-- Start of THE RECORDS --

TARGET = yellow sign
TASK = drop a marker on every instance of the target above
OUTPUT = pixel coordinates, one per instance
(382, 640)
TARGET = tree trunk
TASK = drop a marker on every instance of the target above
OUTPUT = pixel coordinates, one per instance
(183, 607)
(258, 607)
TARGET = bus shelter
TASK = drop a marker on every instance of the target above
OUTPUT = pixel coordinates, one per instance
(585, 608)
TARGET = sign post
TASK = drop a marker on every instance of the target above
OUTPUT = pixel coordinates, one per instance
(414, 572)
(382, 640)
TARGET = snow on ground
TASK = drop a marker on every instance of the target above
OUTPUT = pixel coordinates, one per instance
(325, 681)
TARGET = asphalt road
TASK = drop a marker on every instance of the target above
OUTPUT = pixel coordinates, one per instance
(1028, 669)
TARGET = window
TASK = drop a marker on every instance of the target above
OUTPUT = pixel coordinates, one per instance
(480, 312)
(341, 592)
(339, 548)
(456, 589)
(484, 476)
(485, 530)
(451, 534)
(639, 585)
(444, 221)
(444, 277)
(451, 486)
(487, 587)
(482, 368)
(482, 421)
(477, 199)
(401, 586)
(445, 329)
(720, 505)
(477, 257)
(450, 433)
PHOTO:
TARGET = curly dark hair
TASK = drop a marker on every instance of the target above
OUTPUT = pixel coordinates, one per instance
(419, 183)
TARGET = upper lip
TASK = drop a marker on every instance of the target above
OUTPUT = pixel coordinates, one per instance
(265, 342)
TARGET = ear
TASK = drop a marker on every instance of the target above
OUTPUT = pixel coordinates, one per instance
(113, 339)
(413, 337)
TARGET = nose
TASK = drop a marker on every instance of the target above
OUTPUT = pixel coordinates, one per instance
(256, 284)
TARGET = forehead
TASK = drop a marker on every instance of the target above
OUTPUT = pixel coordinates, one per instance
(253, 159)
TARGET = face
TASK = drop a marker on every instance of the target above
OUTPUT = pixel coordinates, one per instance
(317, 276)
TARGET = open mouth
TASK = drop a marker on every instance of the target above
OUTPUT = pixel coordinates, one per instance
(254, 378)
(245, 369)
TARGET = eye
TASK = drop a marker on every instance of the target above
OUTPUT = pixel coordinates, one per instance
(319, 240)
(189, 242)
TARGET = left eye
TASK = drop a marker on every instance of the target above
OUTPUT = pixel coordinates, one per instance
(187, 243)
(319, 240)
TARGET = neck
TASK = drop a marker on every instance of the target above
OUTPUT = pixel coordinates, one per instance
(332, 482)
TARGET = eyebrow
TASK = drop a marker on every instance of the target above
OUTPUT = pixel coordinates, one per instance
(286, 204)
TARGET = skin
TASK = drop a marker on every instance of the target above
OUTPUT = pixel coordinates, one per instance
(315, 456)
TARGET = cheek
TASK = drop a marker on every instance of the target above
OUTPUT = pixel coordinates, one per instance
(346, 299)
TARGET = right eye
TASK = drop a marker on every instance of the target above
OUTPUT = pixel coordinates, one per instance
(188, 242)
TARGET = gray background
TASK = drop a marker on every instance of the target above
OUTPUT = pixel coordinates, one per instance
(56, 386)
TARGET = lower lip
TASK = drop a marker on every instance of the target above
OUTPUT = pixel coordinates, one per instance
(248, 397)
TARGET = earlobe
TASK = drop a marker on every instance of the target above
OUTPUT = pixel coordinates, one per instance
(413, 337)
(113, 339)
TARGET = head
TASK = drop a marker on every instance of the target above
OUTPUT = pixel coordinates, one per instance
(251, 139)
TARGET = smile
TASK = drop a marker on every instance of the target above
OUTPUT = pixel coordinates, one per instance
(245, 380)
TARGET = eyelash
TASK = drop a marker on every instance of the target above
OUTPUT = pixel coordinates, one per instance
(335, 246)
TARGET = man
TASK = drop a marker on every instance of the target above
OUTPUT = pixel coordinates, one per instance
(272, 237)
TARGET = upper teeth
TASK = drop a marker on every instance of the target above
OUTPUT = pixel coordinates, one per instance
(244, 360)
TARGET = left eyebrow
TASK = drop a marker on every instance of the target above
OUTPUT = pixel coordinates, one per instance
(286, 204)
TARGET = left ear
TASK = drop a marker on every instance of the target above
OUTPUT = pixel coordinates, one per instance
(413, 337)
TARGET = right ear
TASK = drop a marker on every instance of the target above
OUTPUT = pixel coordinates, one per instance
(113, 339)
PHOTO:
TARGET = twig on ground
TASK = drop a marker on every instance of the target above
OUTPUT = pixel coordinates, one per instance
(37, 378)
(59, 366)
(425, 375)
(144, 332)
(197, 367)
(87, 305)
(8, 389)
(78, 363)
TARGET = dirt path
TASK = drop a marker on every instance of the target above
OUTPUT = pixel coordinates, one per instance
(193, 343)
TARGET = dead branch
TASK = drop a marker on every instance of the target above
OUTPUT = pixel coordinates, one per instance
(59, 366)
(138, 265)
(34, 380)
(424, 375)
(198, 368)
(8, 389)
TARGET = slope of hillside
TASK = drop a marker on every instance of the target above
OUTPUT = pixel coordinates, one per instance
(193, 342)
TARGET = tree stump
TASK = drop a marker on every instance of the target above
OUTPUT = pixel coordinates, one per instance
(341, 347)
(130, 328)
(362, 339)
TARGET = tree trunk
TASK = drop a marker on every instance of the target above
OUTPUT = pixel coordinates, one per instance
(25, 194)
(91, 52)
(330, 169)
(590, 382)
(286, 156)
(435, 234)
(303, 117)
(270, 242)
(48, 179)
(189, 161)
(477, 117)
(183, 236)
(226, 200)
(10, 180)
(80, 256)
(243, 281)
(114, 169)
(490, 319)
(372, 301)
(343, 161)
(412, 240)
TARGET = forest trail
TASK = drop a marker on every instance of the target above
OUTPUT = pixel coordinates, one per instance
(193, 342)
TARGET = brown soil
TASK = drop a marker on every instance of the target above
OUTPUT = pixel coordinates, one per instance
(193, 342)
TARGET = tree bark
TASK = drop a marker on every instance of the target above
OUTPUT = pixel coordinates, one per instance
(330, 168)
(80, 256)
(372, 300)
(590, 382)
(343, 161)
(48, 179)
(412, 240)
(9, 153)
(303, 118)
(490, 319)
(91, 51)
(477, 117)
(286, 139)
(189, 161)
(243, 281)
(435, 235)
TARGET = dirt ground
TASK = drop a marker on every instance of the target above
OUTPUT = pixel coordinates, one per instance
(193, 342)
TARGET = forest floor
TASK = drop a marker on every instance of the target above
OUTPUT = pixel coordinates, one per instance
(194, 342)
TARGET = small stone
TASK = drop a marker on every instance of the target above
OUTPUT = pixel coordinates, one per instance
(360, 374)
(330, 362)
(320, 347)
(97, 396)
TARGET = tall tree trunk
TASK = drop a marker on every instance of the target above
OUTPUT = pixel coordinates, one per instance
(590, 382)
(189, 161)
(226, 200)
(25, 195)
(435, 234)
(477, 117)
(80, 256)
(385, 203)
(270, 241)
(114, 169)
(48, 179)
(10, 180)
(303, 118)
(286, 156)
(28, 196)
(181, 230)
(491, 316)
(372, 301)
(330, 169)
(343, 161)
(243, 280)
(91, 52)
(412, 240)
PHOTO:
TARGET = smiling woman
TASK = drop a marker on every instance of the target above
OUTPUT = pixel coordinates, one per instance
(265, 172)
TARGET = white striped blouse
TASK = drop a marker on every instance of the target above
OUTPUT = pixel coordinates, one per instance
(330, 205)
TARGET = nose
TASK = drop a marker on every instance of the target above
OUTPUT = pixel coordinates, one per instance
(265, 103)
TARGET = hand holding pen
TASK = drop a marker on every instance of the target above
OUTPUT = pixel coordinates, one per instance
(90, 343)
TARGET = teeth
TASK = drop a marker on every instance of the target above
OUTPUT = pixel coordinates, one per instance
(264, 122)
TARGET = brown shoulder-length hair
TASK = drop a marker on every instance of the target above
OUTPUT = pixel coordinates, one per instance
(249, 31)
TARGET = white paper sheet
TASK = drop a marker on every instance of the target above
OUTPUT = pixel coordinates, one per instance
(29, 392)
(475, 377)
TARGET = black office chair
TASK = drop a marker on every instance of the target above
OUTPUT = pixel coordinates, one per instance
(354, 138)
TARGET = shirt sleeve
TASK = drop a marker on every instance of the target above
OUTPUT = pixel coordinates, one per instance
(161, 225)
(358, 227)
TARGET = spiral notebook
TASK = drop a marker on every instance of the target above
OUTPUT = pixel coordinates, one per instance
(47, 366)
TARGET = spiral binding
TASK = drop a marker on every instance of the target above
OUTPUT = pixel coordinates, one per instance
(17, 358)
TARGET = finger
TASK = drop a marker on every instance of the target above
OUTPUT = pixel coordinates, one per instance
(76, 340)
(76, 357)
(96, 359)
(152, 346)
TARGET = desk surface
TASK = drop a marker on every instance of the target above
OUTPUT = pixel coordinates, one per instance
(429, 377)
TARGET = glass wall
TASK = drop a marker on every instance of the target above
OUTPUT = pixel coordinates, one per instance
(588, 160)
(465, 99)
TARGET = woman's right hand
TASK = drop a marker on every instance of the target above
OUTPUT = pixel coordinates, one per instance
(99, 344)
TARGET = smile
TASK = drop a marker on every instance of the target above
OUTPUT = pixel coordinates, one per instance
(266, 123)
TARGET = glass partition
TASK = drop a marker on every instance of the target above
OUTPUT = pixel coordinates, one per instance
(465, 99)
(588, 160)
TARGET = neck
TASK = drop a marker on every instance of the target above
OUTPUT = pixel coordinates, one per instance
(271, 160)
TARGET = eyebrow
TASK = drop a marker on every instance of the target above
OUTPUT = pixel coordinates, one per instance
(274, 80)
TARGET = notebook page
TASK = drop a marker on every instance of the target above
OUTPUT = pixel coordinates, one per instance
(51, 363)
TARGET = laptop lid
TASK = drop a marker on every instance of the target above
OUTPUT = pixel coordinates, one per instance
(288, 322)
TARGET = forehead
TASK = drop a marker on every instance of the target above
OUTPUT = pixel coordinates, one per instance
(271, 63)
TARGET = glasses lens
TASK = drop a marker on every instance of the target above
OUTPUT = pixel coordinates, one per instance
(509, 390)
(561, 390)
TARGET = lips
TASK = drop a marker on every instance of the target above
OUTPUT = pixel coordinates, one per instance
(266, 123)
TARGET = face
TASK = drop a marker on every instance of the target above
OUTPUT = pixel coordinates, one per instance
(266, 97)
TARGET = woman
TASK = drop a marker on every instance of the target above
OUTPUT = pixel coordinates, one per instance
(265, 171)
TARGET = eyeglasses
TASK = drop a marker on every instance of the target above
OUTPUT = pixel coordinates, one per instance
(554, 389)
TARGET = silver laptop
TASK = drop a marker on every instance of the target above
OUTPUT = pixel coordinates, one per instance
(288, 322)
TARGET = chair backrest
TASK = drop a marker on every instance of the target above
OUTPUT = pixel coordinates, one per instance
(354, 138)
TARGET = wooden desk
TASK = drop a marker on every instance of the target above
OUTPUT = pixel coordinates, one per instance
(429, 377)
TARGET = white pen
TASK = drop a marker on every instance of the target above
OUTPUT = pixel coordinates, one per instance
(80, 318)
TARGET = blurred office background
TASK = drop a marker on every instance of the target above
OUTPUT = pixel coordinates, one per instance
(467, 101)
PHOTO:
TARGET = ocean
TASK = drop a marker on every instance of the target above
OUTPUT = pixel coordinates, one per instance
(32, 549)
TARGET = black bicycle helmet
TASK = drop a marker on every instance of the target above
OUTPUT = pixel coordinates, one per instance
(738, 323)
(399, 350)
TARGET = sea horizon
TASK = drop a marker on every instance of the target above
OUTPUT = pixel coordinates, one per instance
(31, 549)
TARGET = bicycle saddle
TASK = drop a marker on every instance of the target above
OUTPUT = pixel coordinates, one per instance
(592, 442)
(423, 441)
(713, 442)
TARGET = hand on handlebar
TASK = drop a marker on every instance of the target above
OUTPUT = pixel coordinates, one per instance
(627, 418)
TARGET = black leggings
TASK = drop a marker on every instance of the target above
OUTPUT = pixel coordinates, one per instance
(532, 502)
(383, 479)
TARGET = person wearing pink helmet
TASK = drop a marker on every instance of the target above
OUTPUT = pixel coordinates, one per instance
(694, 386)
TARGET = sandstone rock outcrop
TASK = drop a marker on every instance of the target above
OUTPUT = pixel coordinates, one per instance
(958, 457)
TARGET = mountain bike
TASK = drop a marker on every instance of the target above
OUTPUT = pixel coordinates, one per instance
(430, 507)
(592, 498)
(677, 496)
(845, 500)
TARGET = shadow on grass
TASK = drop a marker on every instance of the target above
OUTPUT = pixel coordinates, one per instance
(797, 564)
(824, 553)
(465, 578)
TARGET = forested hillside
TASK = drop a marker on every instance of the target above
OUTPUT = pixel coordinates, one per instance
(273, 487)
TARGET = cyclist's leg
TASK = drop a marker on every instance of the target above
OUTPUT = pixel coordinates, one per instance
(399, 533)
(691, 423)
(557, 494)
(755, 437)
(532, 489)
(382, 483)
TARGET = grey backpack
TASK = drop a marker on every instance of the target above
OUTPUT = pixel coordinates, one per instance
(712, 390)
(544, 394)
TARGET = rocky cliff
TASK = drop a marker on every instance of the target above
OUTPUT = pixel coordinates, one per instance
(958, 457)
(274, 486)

-- End of THE RECORDS --

YOUR OBJECTIVE:
Rewrite everything from the start of the records above down to the line containing "(1028, 669)", swapping "marker" for "pin" and leaving every other part unchanged.

THE REPLY:
TARGET = yellow sign
TASK = drop a pin on every instance of the target above
OUTPUT = pixel coordinates, one per instance
(382, 640)
TARGET = tree trunk
TASK = drop a pin on every instance of the target above
OUTPUT = pixel coordinates, one per instance
(183, 607)
(258, 607)
TARGET = bus shelter
TASK = drop a pin on every instance of the target above
OUTPUT = pixel coordinates, one per instance
(585, 608)
TARGET = sign post
TASK = drop a pin on every instance of the target above
OUTPUT = pixel coordinates, one per instance
(414, 572)
(382, 640)
TARGET = snow on ground
TASK = drop a pin on every instance of the target above
OUTPUT = pixel coordinates, one per instance
(325, 681)
TARGET = asphalt road
TASK = drop a pin on every instance of the target above
OUTPUT = pixel coordinates, one per instance
(1028, 669)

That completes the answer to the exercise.